> [To do]
Go through the following data and transcribe exactly the stretch of lines from the one holding "column 158, row 19" to the one holding "column 212, row 59", both included.

> [Input for this task]
—————

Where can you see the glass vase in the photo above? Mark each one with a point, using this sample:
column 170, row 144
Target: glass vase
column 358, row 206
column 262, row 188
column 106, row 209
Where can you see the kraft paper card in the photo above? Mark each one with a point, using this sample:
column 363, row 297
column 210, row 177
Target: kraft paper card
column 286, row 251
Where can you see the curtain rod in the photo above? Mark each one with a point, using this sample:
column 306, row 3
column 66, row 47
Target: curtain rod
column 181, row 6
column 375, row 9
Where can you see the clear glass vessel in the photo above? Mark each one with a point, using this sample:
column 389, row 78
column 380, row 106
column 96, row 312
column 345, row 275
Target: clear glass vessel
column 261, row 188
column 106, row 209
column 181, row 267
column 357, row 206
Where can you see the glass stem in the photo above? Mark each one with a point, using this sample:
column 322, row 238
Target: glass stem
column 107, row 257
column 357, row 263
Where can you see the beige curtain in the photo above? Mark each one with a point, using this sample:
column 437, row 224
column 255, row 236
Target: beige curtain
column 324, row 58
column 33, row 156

—————

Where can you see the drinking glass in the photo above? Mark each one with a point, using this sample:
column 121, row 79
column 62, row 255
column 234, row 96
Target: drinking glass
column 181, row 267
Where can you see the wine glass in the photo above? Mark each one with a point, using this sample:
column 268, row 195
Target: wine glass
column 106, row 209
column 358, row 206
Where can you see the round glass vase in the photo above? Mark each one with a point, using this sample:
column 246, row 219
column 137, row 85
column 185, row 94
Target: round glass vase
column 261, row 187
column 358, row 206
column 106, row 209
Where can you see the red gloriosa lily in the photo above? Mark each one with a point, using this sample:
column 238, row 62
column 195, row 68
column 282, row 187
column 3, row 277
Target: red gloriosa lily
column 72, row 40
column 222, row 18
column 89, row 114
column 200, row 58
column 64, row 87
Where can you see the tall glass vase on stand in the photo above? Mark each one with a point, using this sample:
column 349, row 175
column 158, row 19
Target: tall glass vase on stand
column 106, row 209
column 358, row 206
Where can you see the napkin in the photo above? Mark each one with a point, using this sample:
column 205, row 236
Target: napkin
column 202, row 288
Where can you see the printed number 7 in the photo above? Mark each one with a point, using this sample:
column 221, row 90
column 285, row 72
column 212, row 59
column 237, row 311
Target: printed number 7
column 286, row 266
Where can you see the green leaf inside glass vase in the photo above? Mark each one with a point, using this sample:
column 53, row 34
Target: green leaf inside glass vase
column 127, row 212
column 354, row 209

—————

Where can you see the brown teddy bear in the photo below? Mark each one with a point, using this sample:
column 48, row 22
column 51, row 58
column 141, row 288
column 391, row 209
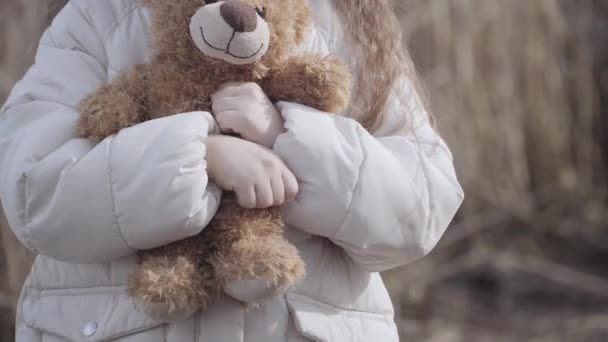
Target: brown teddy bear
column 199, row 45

—————

> [Answer below]
column 158, row 19
Target: tall glass vase on stand
column 106, row 209
column 358, row 206
Where can you see the napkin in the photo above? Mark each one with a point, using this sample:
column 205, row 236
Target: napkin
column 202, row 288
Where can you see the printed number 7 in the photo above? Mark each one with a point, using this sample:
column 221, row 90
column 285, row 72
column 212, row 59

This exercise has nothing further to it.